Ну, или в рабство продать.
> без
> всяких там покупок.
> Как фишка ляжет.
Пойди, что ли, почитай чего-нибудь...
Чисто в качестве ликбеза, привожу цитату из книги
http://www.amazon.com/1493-Uncovering-World-Columbus-Created-ebook/dp/B004G606EY/ref=tmm_kin_title_0?_encoding=UTF8&qid=&sr=
"When Europeans arrived, they easily tapped into the existing slave
trade. African governments and merchants who were already shipping human
beings could increase production to satisfy the foreigners’ demands.
Sometimes political leaders would hike criminal penalties to obtain
slaves. Scofflaws, tax cheats, political exiles, unwanted immigrants—
all went in the hopper. Usually, though, armies were sent to raid other
nations. Or soldiers could abduct an important person in a neighboring
polity and demand a ransom of slaves. If demand increased still further,
private traders might seize captives without approval, angering the
state. If no other source was available, Africans bought slaves from
Europeans. In the seventeenth century, the Yale historian Robert Harms
has estimated, Europeans sold forty to eighty thousand slaves to
Africans in what is now Ghana.
African demand was as important as European demand in the growth of the
trade. When the flintlock replaced the undependable matchlock at the end
of the seventeenth century, Africans were as keen to acquire the new
guns as the Indians in Georgia and Carolina. In April 1732, traders from
the rapidly growing Asante empire appeared at the Dutch fort of Elmina,
in Ghana. They had a convoy of captives which they demanded to exchange
for guns. Frightened by the threatening tone of the conversation, Harms
wrote, Elmina’s “governor-general sent a desperate circular to all the
other forts ordering that all flintlocks be sent to Elmina at once.”

Исходные данные:
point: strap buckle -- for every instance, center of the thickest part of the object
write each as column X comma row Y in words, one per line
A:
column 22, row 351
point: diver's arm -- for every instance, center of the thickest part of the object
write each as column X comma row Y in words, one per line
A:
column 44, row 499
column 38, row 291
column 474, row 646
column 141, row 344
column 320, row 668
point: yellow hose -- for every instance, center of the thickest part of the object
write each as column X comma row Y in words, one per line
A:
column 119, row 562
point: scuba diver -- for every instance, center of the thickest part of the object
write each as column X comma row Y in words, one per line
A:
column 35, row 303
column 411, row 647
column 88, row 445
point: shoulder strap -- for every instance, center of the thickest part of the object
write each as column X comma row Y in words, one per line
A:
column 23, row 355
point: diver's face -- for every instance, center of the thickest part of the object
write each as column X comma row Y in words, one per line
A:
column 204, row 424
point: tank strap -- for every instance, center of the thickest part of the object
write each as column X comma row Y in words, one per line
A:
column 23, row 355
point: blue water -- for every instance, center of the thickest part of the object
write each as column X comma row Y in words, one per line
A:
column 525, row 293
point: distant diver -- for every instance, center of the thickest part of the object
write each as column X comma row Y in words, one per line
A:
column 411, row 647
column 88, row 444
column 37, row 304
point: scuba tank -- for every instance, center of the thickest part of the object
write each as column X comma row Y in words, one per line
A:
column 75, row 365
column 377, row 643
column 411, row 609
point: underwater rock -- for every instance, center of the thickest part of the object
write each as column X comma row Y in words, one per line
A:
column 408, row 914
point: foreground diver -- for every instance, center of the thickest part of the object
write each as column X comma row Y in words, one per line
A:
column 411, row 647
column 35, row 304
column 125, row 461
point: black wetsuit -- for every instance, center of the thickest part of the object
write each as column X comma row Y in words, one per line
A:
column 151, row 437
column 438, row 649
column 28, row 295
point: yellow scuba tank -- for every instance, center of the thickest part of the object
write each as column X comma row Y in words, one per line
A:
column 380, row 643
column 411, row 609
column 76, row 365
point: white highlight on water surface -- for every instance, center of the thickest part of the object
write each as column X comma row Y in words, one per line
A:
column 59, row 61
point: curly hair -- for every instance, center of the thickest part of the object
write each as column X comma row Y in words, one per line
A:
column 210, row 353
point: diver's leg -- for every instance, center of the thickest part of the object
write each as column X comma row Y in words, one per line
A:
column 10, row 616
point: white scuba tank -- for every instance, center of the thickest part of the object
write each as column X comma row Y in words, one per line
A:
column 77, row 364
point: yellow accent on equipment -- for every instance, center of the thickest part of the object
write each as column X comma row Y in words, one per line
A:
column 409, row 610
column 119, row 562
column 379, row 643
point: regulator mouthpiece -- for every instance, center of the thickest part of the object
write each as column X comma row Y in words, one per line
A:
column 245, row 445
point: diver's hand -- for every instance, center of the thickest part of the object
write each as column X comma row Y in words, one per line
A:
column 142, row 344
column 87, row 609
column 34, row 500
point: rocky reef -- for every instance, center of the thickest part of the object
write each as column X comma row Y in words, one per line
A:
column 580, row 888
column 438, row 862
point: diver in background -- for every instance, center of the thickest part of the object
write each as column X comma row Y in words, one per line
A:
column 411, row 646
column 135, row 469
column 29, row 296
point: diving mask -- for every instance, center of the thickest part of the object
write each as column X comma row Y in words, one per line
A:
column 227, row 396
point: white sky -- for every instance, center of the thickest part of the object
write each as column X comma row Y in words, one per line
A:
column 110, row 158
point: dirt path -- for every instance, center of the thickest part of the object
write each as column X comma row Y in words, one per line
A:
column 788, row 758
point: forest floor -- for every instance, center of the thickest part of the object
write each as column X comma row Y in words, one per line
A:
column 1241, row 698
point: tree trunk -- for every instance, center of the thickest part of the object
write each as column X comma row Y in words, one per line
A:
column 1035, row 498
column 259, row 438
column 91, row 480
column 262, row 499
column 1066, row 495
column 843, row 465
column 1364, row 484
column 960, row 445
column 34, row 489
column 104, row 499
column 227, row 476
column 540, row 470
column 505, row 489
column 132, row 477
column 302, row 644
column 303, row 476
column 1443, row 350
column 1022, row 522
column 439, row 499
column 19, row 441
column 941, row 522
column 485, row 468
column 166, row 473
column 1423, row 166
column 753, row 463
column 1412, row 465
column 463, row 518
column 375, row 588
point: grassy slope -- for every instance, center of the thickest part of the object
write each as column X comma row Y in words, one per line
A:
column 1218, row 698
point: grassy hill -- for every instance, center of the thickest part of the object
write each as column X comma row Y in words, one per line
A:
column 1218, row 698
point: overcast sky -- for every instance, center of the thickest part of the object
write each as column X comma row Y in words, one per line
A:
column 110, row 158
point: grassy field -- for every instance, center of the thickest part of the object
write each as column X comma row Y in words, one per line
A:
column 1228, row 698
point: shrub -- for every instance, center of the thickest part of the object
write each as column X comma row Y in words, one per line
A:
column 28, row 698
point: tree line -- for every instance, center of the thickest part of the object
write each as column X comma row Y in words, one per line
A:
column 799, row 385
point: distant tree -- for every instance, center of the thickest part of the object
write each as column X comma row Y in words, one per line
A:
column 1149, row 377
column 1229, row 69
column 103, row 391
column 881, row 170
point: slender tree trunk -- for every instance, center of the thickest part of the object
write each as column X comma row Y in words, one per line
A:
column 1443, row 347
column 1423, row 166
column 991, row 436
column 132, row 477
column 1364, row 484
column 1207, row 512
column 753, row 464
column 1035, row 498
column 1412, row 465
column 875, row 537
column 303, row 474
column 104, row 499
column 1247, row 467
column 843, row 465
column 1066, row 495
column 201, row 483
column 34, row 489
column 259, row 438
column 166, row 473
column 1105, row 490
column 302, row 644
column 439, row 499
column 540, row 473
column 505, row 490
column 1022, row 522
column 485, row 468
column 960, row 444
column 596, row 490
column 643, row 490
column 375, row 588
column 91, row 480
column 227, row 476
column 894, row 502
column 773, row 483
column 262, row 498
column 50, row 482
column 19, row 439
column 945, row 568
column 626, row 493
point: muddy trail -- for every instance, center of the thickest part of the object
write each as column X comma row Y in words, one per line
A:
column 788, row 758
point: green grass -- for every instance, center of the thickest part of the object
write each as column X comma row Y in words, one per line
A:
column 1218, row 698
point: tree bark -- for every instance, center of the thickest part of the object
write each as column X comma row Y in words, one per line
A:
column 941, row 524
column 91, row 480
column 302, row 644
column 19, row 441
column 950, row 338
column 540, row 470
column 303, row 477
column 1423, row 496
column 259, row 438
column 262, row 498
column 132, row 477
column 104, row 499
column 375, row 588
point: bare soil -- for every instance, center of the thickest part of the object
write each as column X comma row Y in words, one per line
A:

Вопросы:
**1)** Ответьте по фрагменту на три вопроса, помечая ответы так же, как вопросы.
(a) Сколько рабов, по оценке Роберта Хармса, европейцы продали африканцам в XVII веке на территории нынешней Ганы?
(b) Какое оружие в конце XVII века пришло на смену ненадежному фитильному мушкету?
(c) Когда торговцы из империи Ашанти появились у голландского форта Эльмина?
**2)** Изложите содержание фрагмента в двух предложениях.
**3)** Перепишите из фрагмента без изменений отрывок, начиная со слов "Ну, или в рабство" и далее вплоть до слов "the foreigners’ demands.".

Список решений:
**1)**
(a) От сорока до восьмидесяти тысяч.
(b) Кремнёвое ружье.
(c) В апреле 1732 года.

**2)** В приведенной во фрагменте цитате из книги говорится, что европейцы по прибытии легко подключились к уже существовавшей работорговле, а африканские правители и купцы добывали рабов ужесточением наказаний, набегами на соседние народы и похищениями ради выкупа. Африканский спрос был так же важен для роста этой торговли, как и европейский: в 1732 году торговцы из империи Ашанти явились в форт Эльмина и потребовали обменять пленников на ружья.

**3)**
Ну, или в рабство продать.
> без
> всяких там покупок.
> Как фишка ляжет.
Пойди, что ли, почитай чего-нибудь...
Чисто в качестве ликбеза, привожу цитату из книги
http://www.amazon.com/1493-Uncovering-World-Columbus-Created-ebook/dp/B004G606EY/ref=tmm_kin_title_0?_encoding=UTF8&qid=&sr=
"When Europeans arrived, they easily tapped into the existing slave
trade. African governments and merchants who were already shipping human
beings could increase production to satisfy the foreigners’ demands.